━━━ DATA FOR THIS EXERCISE ━━━

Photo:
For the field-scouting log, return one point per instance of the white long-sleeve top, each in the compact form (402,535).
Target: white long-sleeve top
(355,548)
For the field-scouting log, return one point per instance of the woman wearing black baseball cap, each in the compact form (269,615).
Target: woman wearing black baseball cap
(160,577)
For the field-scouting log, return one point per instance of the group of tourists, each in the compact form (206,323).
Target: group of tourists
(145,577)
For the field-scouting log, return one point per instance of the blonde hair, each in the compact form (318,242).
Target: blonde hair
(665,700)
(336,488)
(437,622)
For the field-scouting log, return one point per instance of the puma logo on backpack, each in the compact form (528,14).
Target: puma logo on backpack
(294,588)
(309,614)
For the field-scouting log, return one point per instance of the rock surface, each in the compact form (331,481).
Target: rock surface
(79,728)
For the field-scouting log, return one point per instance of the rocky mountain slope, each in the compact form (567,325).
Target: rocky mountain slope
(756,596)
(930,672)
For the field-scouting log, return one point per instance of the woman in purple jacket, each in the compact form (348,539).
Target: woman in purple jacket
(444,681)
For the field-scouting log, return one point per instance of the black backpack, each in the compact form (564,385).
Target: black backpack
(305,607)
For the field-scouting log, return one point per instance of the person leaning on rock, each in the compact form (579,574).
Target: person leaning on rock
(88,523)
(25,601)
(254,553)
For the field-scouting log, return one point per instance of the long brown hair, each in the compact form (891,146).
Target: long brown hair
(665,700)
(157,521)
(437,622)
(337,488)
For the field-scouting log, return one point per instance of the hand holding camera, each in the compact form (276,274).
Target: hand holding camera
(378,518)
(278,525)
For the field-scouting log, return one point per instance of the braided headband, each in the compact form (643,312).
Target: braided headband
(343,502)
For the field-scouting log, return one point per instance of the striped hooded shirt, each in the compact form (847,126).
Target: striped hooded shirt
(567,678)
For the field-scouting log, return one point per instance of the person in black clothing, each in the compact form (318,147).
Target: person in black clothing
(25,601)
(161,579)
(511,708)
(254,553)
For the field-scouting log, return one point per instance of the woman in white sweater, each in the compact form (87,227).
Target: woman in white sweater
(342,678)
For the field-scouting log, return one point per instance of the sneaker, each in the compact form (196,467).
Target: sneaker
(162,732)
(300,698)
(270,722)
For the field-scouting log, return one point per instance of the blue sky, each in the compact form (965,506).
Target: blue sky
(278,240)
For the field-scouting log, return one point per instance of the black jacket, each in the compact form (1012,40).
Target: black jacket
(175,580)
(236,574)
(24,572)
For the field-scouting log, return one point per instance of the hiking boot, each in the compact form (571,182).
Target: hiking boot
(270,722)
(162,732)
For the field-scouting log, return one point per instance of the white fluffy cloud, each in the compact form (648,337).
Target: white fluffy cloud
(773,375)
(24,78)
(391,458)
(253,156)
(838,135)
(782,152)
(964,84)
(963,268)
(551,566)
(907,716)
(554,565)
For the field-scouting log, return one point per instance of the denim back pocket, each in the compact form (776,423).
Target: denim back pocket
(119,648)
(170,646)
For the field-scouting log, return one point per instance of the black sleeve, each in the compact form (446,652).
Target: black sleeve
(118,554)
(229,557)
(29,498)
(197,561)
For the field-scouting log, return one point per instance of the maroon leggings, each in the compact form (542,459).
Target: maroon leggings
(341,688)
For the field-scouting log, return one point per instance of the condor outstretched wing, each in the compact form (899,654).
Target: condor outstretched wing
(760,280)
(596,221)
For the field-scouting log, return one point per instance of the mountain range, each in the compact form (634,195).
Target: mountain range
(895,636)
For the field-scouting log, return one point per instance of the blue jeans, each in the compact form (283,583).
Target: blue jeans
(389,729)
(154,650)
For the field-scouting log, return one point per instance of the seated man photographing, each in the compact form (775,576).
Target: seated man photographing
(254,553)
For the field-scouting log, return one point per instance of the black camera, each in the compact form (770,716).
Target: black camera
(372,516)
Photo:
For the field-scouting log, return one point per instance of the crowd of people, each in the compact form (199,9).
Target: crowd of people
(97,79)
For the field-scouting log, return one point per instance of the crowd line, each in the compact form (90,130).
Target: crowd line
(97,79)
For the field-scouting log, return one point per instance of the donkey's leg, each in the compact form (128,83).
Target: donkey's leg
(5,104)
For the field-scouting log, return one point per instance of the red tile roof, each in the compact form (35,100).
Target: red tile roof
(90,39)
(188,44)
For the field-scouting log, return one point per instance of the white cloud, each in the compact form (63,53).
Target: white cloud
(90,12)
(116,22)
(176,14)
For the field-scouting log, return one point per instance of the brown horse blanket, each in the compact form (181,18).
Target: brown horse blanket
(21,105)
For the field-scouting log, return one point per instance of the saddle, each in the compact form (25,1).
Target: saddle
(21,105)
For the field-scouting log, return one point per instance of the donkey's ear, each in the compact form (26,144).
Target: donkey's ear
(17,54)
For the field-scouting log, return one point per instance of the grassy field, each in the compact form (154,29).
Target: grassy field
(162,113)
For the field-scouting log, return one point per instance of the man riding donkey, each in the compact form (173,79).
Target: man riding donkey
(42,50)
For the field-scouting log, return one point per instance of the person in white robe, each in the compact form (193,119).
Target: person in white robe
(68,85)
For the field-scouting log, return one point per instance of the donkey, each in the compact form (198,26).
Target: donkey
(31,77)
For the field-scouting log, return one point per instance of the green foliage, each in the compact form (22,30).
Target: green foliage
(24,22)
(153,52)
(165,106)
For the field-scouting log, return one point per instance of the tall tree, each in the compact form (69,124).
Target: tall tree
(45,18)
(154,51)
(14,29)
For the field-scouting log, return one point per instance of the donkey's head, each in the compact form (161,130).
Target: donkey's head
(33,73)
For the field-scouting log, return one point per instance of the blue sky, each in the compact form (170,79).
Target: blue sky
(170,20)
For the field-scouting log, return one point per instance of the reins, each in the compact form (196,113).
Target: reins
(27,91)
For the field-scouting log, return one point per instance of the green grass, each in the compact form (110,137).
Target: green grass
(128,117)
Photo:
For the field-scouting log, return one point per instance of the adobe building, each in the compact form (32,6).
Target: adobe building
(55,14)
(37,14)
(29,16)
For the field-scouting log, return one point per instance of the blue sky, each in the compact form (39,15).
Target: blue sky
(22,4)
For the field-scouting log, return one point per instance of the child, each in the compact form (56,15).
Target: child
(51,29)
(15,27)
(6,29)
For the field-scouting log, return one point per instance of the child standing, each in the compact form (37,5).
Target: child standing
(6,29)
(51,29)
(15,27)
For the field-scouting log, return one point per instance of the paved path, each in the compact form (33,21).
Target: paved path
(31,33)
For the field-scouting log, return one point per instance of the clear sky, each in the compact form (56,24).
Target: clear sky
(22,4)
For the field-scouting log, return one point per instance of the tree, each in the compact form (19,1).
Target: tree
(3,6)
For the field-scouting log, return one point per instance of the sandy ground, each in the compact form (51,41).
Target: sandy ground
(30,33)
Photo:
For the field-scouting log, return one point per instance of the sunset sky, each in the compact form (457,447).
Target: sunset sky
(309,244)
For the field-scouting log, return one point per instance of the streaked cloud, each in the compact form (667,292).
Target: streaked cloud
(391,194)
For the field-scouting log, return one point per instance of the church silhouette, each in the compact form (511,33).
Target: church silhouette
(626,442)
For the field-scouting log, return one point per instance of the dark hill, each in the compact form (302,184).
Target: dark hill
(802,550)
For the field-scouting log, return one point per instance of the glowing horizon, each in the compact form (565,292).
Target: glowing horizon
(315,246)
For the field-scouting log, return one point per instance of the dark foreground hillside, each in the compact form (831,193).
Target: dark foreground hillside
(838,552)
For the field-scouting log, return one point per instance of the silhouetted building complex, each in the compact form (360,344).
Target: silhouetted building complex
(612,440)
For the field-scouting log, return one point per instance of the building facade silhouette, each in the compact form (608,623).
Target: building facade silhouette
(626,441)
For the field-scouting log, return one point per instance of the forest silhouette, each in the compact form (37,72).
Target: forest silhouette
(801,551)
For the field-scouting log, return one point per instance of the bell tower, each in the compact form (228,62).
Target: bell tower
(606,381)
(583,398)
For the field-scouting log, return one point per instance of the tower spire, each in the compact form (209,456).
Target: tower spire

━━━

SHORT EXERCISE: Write out again, unchanged, every line from the line containing "compact form (511,33)." to the final line of the material above.

WORKED SOLUTION:
For the field-scouting log, return one point per instance of the church silhouette, each in the compact form (511,33).
Target: church silhouette
(626,442)
For the field-scouting log, return one point per instance of the dark hill, each in the compact form (302,184).
Target: dark hill
(802,550)
For the field-scouting log, return one point per instance of the glowing horizon, each in the compact form (565,292).
Target: glowing horizon
(315,246)
For the field-scouting log, return one point per instance of the dark foreground hillside, each in the compact form (831,193).
Target: dark foreground hillside
(838,552)
For the field-scouting log, return one point per instance of the silhouetted building complex, each in the compact form (360,344).
Target: silhouetted building complex
(612,440)
For the field-scouting log, return one point per instance of the building facade silhouette, each in the compact form (608,623).
Target: building facade silhouette
(626,441)
For the field-scouting log, return one point per instance of the forest silhouette, each in the compact form (37,72).
Target: forest silhouette
(801,551)
For the field-scouting log, return one point per instance of the bell tower, each in the compact form (228,62).
Target: bell tower
(606,381)
(583,398)
For the field-scouting log, return one point per instance of the tower spire, each in the compact form (209,456).
Target: tower spire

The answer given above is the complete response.